━━━━━ Input

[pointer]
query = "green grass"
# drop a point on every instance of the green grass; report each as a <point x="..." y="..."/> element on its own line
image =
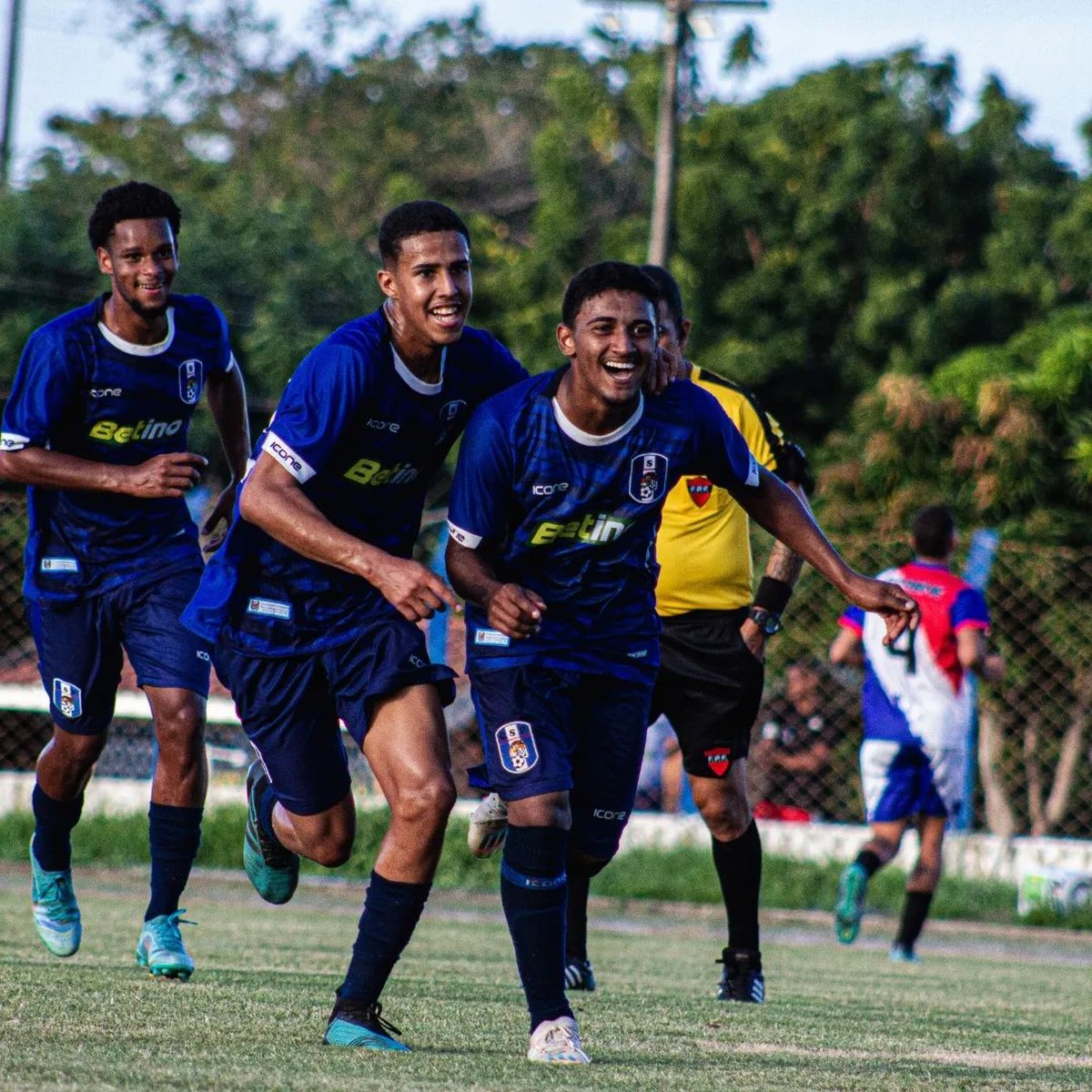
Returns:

━━━━━━━━━━
━━━━━ Input

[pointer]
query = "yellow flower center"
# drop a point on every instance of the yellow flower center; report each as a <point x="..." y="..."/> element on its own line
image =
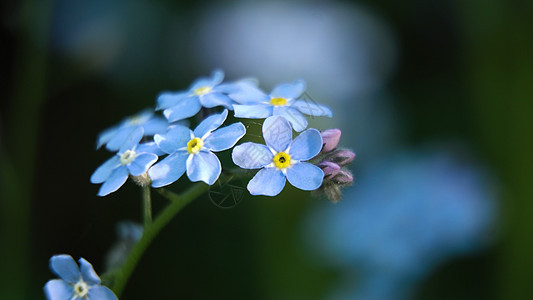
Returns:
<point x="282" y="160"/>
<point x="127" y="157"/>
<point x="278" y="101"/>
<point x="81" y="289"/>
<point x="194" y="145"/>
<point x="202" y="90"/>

━━━━━━━━━━
━━━━━ Input

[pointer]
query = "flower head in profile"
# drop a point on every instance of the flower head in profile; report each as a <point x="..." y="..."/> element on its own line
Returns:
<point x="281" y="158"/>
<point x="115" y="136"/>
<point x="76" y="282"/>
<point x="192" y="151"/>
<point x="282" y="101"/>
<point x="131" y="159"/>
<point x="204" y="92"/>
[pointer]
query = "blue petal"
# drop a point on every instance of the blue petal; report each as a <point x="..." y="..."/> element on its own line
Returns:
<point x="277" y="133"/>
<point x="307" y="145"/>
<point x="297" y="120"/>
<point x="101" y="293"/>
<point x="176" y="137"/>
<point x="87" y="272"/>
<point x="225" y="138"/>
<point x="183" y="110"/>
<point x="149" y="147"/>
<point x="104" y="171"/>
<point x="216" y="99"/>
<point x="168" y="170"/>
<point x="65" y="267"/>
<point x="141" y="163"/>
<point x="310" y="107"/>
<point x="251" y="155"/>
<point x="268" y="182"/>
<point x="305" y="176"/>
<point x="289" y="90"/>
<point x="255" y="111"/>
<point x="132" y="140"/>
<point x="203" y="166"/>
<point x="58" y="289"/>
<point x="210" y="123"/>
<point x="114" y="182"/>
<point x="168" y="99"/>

━━━━━━━━━━

== Aim of the task ==
From the records, extract each line that contains the word "element" and copy it in full.

== Exercise solution ==
# drop a point on every instance of the green grass; report each as a <point x="..." y="..."/> element on its own line
# drop a point on every instance of the yellow flower center; report each as a <point x="..." y="..."/> element on its own line
# drop a point on every instance of the flower head in profile; report each as a <point x="..." y="..."/> element on its own line
# drop a point on every instance of the blue petal; report each as a <point x="..." y="..."/> element on its own line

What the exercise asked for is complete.